(Data listing)
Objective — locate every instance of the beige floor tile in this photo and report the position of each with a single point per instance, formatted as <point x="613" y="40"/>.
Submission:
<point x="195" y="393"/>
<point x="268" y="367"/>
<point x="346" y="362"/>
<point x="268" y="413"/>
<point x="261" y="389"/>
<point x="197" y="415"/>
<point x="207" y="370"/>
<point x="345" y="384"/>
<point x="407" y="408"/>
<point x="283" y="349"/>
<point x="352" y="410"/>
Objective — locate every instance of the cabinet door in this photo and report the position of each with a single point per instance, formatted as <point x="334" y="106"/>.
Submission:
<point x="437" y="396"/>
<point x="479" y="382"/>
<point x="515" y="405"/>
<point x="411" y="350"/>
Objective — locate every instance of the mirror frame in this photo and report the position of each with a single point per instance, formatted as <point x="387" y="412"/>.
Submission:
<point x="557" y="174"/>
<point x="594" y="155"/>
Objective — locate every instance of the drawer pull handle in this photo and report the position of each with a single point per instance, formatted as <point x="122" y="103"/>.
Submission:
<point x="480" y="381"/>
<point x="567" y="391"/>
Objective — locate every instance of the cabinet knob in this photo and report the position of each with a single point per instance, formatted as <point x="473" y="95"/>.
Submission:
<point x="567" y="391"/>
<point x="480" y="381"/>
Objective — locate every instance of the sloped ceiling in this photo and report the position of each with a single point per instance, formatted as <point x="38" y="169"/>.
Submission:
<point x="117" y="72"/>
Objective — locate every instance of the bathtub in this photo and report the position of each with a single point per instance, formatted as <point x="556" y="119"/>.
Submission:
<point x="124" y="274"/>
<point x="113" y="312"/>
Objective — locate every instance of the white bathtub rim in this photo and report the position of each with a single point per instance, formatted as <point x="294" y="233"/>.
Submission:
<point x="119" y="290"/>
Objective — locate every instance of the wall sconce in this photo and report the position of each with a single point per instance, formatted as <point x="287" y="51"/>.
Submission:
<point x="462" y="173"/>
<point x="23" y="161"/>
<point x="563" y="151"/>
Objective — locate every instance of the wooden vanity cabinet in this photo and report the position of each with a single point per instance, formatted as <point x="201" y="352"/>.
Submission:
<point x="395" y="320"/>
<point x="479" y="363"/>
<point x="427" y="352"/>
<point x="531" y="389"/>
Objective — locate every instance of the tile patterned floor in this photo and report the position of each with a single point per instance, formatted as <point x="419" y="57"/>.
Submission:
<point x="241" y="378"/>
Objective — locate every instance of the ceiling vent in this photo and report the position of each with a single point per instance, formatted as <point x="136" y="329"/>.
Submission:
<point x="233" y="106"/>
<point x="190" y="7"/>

* **Aim**
Copy out, with no changes, the part of the rows that begins with the line containing "Objective — locate every instance of the white" and continues through the final row, including both of those lines.

* **Written solution**
Objective — locate every instance of the white bathtub rim in this photo and report the position of each with a single point per instance, formatted as <point x="294" y="233"/>.
Submission:
<point x="119" y="290"/>
Objective — locate every instance of the wall sconce in this photo and report the position of each with a single point per instance, formatted as <point x="287" y="51"/>.
Submission:
<point x="462" y="173"/>
<point x="23" y="161"/>
<point x="563" y="151"/>
Objective — locate every instance of the wooden vanity cabinet in this photo and report the position of each with a single point per instance, formatted as <point x="201" y="352"/>.
Submission:
<point x="395" y="320"/>
<point x="479" y="363"/>
<point x="427" y="352"/>
<point x="531" y="389"/>
Objective — locate every instance of the tile patterned floor in this photo and report the position of each with a single point per instance, formatted as <point x="419" y="57"/>.
Submission:
<point x="241" y="378"/>
Objective — locate every instance of the ceiling vent in this photo and report the position of each with a single point per instance, formatted as <point x="136" y="329"/>.
Submission:
<point x="233" y="106"/>
<point x="190" y="7"/>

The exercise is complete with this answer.